▶ REQUEST:
Write out every line of the data below as a numbered list, skipping blank lines and leaving out any pictures.

▶ RECORDS FOR THIS EXERCISE:
──────
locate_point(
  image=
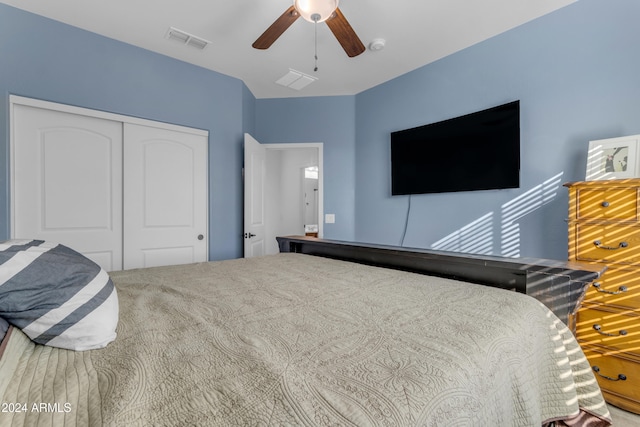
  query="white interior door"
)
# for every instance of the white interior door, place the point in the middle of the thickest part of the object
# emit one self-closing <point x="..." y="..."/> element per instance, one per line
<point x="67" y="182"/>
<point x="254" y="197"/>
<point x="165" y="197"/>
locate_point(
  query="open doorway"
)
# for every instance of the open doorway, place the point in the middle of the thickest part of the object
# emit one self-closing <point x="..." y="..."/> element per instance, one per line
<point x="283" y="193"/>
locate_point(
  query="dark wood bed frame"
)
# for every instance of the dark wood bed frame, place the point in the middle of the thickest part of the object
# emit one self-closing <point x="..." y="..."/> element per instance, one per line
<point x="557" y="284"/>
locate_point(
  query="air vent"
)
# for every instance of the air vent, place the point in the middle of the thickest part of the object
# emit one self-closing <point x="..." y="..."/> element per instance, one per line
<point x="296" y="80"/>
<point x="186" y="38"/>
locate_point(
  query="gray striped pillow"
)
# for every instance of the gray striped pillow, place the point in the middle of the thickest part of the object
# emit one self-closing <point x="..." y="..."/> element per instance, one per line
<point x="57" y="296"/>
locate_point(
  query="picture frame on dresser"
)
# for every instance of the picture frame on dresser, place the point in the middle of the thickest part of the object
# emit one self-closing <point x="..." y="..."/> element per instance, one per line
──────
▶ ANSWER TO THE EXERCISE:
1. locate_point(
2.   image=
3.   query="white interior door"
4. )
5. # for every instance of the white interior door, place the point in the middle of the thickest part of the object
6. # emit one self-closing <point x="..." y="..."/> element per instance, one per line
7. <point x="67" y="182"/>
8. <point x="254" y="197"/>
9. <point x="165" y="197"/>
10. locate_point(
11.   query="open doorway"
12. )
13. # for every instance of the open doorway, place the point in the middle of the thickest part of the object
14. # emit one self-closing <point x="..." y="..."/> element per instance, one per line
15. <point x="283" y="193"/>
16. locate_point(
17.   query="dark wood bed frame"
18. )
19. # for every instance of the dark wood bed frame, place the point in the middle of the thickest part of the object
20. # emit one self-closing <point x="..." y="..."/> element per instance, one per line
21. <point x="557" y="284"/>
22. locate_point(
23.   query="air vent"
24. )
25. # for every instance of the air vent, place the point in the middle of the thickest part of the object
26. # emit one self-closing <point x="..." y="..."/> element per instance, one per line
27. <point x="296" y="80"/>
28. <point x="186" y="38"/>
29. locate_point(
30.   query="gray striped pillow"
31. )
32. # for every instance of the gray striped pillow, place the point in the middle of the thickest part of the object
33. # emit one self-closing <point x="..." y="..."/> element per instance, one per line
34. <point x="57" y="296"/>
35. locate_point(
36.   query="picture frame on dresser"
37. )
38. # for every instance of the picture frame on dresser, place the point in the middle of the thickest part of the object
39. # emit one self-closing <point x="..." y="..."/> element per instance, one per line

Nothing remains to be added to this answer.